Begin

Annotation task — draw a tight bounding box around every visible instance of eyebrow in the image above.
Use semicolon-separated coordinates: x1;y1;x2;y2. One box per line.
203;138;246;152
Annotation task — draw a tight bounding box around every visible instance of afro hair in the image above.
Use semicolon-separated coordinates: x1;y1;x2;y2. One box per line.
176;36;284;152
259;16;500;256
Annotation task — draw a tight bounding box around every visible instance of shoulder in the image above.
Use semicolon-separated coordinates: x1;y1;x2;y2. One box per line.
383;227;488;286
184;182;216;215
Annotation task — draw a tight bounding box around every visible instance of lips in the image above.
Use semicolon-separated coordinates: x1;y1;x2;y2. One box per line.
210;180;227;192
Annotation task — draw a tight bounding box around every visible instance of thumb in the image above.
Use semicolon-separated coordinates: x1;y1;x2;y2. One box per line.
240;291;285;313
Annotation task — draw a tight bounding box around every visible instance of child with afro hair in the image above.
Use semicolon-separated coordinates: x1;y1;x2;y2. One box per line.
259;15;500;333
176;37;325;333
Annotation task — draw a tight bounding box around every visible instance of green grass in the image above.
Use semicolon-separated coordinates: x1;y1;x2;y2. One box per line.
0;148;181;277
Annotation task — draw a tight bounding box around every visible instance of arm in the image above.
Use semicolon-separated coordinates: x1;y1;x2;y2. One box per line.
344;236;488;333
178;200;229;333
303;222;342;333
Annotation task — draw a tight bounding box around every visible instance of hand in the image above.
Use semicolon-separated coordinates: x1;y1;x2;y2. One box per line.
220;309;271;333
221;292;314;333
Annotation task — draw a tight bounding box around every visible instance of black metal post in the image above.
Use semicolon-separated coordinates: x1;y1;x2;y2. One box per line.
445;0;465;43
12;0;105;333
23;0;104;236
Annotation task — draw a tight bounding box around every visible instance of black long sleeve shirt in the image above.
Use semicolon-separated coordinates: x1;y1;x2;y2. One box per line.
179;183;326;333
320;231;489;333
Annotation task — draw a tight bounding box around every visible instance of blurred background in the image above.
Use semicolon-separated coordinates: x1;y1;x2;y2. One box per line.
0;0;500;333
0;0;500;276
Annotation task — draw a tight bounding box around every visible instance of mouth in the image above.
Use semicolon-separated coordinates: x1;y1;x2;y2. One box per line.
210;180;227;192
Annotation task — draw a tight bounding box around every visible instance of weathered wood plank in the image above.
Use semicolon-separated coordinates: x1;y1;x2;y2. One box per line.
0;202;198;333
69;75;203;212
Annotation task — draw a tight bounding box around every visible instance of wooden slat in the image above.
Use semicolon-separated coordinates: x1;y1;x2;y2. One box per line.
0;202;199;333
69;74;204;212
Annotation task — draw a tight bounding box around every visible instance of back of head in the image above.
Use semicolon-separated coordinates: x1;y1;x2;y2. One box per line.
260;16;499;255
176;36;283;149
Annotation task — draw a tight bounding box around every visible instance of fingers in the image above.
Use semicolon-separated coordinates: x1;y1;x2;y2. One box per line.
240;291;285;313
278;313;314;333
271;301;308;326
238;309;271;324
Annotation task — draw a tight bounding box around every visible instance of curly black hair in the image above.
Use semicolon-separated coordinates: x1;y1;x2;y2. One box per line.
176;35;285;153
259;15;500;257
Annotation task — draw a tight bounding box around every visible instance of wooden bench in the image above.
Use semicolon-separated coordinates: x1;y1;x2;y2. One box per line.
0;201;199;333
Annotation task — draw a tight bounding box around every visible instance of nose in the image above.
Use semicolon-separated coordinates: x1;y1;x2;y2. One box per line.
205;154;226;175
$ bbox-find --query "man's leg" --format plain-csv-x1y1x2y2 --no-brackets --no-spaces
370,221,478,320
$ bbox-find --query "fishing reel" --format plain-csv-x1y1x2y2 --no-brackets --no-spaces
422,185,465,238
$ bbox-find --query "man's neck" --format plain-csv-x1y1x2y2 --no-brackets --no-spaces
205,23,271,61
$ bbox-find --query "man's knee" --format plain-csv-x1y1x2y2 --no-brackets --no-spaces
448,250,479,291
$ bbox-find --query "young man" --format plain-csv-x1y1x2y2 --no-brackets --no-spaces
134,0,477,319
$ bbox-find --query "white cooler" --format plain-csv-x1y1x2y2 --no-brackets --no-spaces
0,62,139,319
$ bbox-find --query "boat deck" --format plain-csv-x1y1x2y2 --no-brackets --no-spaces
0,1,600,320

End

## What is being asked
Render all of the material above as a JSON array of strings, one string per line, leaving out any blank lines.

## Final result
[
  "Annotation task — draw a tight bounding box around every visible instance of eyebrow in the image above.",
  "Use semicolon-separated coordinates: x1;y1;x2;y2. One box per line.",
  "203;138;246;152",
  "Annotation task — draw a tight bounding box around every visible instance of afro hair in the image above.",
  "Use semicolon-separated coordinates: x1;y1;x2;y2. One box per line.",
  "176;36;284;152",
  "259;16;500;256",
  "Annotation task — draw a tight bounding box around every visible instance of shoulder in the image above.",
  "Use semicolon-separated coordinates: x1;y1;x2;y2. One box per line.",
  "383;227;488;286",
  "184;182;216;215",
  "Annotation task — draw a tight bounding box around every visible instance of lips in the image above.",
  "Use semicolon-separated coordinates: x1;y1;x2;y2. One box per line.",
  "210;180;227;192",
  "Annotation task — draw a tight bounding box around every visible instance of thumb in the image above.",
  "Use semicolon-separated coordinates: x1;y1;x2;y2. One box per line.",
  "240;291;285;313",
  "Annotation task — draw a tight bounding box around every visible instance of child with afro hair in the image above.",
  "Use semicolon-separated coordinates: x1;y1;x2;y2. One box per line.",
  "259;15;500;333",
  "176;37;325;333",
  "Annotation task — draw a tight bounding box around every visible instance of green grass in the image above.",
  "Use semicolon-separated coordinates: x1;y1;x2;y2. One box per line.",
  "0;148;181;277",
  "Annotation task — draw a tight bounding box around every visible instance of arm in the image above.",
  "Use semicolon-separated coordinates: x1;y1;x2;y2. One box per line.",
  "344;236;488;333",
  "178;200;229;333",
  "303;222;342;333",
  "Annotation task — draw a tight bounding box around every visible instance of hand in the image above.",
  "Use semicolon-separated coordinates: x1;y1;x2;y2. One box per line.",
  "220;309;271;333",
  "221;292;314;333",
  "Annotation task — draw a tight bounding box around every visible instance of black metal post in the image above.",
  "Use semicolon-separated coordinates: x1;y1;x2;y2. One box per line.",
  "445;0;465;43",
  "12;0;105;333",
  "23;0;104;236",
  "Annotation task — draw a tight bounding box around every visible instance of black long sleeve shirt in the image above.",
  "Use semicolon-separated coordinates: x1;y1;x2;y2. One box per line.",
  "179;183;326;333",
  "320;231;489;333",
  "Annotation task — draw a tight bounding box around every visible instance of blurred background in the image above.",
  "Use semicolon-separated coordinates: x1;y1;x2;y2. One box per line.",
  "0;0;500;333",
  "0;0;500;276",
  "Annotation task — draw a tight bounding box around every visible instance of mouth in the image above.",
  "Use semicolon-separated coordinates: x1;y1;x2;y2. One box per line.",
  "210;180;227;192",
  "Annotation task — draw a tight bounding box around every visible instance of weathered wood plank in the image above.",
  "Use semicolon-separated coordinates: x1;y1;x2;y2. One box per line.",
  "0;202;198;333",
  "69;75;203;212",
  "Annotation task — draw a tight bounding box around every visible instance of wooden slat in the image above.",
  "Use semicolon-separated coordinates: x1;y1;x2;y2. One box per line.",
  "0;202;199;333",
  "69;74;204;212",
  "Annotation task — draw a tight bounding box around every visible instance of back of head in the image above.",
  "Use semicolon-separated coordinates: x1;y1;x2;y2. One box per line.",
  "260;16;499;255",
  "176;36;283;149",
  "Annotation task — draw a tight bounding box around every visible instance of fingers in the image above.",
  "Use semicolon-separated coordinates: x1;y1;x2;y2. One box per line.",
  "240;291;285;313",
  "278;313;314;333",
  "271;301;308;326",
  "238;309;271;324",
  "Annotation task — draw a tight bounding box around every visible instance of curly black hair in the image above.",
  "Use semicolon-separated coordinates: x1;y1;x2;y2. One box per line.",
  "176;35;285;153",
  "259;15;500;257",
  "Annotation task — draw a tight bounding box around every visible instance of wooden bench in the image above.",
  "Use semicolon-separated coordinates: x1;y1;x2;y2. One box per line.",
  "0;201;199;333",
  "Annotation task — draw a tight bounding box around every visible instance of nose in the image above.",
  "Use semicolon-separated coordinates: x1;y1;x2;y2. One box per line.",
  "205;154;226;175",
  "$ bbox-find --query \"man's leg\" --format plain-csv-x1y1x2y2 --no-brackets --no-spaces",
  "370,221,478,320",
  "$ bbox-find --query \"fishing reel\" --format plain-csv-x1y1x2y2 --no-brackets --no-spaces",
  "422,185,465,238",
  "$ bbox-find --query \"man's neck\" --format plain-csv-x1y1x2y2 --no-brackets --no-spaces",
  "205,23,271,61",
  "$ bbox-find --query \"man's knee\" --format plain-csv-x1y1x2y2 --no-brackets --no-spaces",
  "448,250,479,291",
  "$ bbox-find --query \"young man\" --format plain-csv-x1y1x2y2 --no-brackets --no-spaces",
  "134,0,477,319",
  "$ bbox-find --query \"white cooler\" --format plain-csv-x1y1x2y2 --no-brackets --no-spaces",
  "0,62,139,319",
  "$ bbox-find --query \"boat deck\" --format plain-csv-x1y1x2y2 --no-brackets --no-spaces",
  "0,1,600,320"
]